Après Marc Madiot, avec qui Cyclism'Actu a eu l'occasion de s'entretenir mercredi, c'est un autre manager général d'une équipe française du World Tour, Cédric Vasseur, qui a répondu à nos questions ce vendredi. L'occasion de revenir avec le patron de l'équipe Cofidis sur cette saison 2024 plus que compliquée pour la formation nordiste, seulement classée au 20e rang mondial du classement UCI avec 5 maigres victoires au compteur, alors que l'année 2023 et les deux succès sur le Tour de France laissaient espérer bien mieux. Un bilan très approfondi qui a permis d'aborder les raisons de cet échec, mais aussi les départs de Guillaume Martin et d'Axel Zingle, le gros mercato réalisé à l'intersaison, la situation de crise dans laquelle se trouve le cyclisme français, la prochaine éléction pour la présidence de la Fédération Française de Cyclisme (FFC), ou encore le futur parcours de la Grande Boucle 2025... Cédric Vasseur a évoqué tous ces sujets dans un entretien qui est à lire et regarder ci-dessous.

Cédric Vasseur... au micro de Cyclism'Actu !

 

"Content que la saison se termine... on n'a pas été à la hauteur"

Bonjour Cédric Vasseur, comment allez-vous en cette fin de saison 2024 ?

Questions →
1 > Répondez aux questions suivantes d'après l'entretien avec Cédric Vasseur.
(a) À quel rang mondial du classement UCI l'équipe Cofidis est-elle classée ?
(b) Quels coureurs ont quitté l'équipe ?
(c) De quoi Cédric Vasseur se dit-il content dans le titre placé au-dessus de la première question ?
2 > Prolongez l'entretien avec Cédric Vasseur à partir de la dernière question posée.

Données fournies →
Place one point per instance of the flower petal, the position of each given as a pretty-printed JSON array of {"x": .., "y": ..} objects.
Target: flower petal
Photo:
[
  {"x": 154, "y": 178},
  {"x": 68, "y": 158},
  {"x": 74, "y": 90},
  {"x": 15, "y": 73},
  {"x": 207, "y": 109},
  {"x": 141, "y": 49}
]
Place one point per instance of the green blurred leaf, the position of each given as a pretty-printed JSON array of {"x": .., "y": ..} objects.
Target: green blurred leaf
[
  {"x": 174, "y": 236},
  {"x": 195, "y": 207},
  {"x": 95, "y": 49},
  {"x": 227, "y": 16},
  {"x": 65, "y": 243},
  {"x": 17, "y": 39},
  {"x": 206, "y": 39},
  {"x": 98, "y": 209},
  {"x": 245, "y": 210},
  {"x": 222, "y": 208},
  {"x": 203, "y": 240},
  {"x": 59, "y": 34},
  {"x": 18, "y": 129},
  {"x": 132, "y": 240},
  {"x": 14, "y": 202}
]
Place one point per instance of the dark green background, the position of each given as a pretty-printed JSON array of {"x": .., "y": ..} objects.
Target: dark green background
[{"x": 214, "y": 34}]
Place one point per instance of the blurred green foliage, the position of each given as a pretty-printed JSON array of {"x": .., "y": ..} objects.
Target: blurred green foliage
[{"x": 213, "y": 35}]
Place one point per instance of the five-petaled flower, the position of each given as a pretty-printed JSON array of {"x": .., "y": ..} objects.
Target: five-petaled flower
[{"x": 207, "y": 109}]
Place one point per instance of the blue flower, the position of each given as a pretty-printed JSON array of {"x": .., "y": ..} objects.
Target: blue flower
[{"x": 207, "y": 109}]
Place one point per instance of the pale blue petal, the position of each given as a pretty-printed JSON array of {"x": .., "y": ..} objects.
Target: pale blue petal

Réponses par question →
1 >
(a) Au 20e rang mondial.
(b) Guillaume Martin et Axel Zingle.
(c) Il est content que la saison se termine.

2 >
Je vais bien, je suis un peu comme les coureurs : content que la saison se termine car elle n'a pas été simple. Cela n'a pas été un grand cru pour nous, et on a envie de tourner rapidement la page pour passer à l'année 2025.

 

Effectivement, l'équipe Cofidis termine 2024 au 20e rang mondial du classement UCI et avec seulement 5 victoires... Comment vous expliquez cette regression par rapport à 2023 ?

Je pense que dans le monde du cyclisme, rien n'est vraiment linéaire... à part pour quelques coureurs comme Tadej Pogacar qui sont des cas exceptionnels. On a un peu marqué le pas par rapport à notre bonne saison 2023 et celle excellente de 2022. Il y a pas mal d'explications, mais la première, c'est tout simplement qu'on n'a pas été à la hauteur. Les résultats et les victoires, ce sont les coureurs qui vont les chercher, et on a trop souvent loupé des occasions. Je pense qu'il y a aussi eu un phénomène de relâchement après les deux beaux succès sur le Tour de France l'an passé. D'une manière générale, on s'est peut-être dit : "C'est bon, Cofidis n'avait plus gagné sur le Tour depuis 16 ans, on peut se relâcher". On a vraiment pris la saison à l'envers, et on n'a pas réussi à redresser ça.

Contrairement à la belle victoire de Bryan Coquard au Tour Down Under pour bien lancer la saison 2023, là on a enchaîné les pépins, pas mal de chutes... On est entré dans une mauvaise spirale et on n'est pas parvenu à sortir la tête de l'eau, même si on a quand même eu quelques satisfactions. La plus belle d'entre elles pour moi, c'est la victoire de Benjamin Thomas sur le Giro qui a quand même bien libéré l'équipe car on en avait besoin. Ça a redonné une énergie au groupe, on a pu enchaîner quelques succès, mais on a replongé ensuite en cette fin de saison où on n'a malheureusement pas signé de résultats exceptionnels. On a tout de même été présents, on termine un peu mieux l'année 2024 qu'on ne l'a commencée, mais ce n'est pas suffisant pour afficher un statut d'équipe UCI World Tour, on le sait.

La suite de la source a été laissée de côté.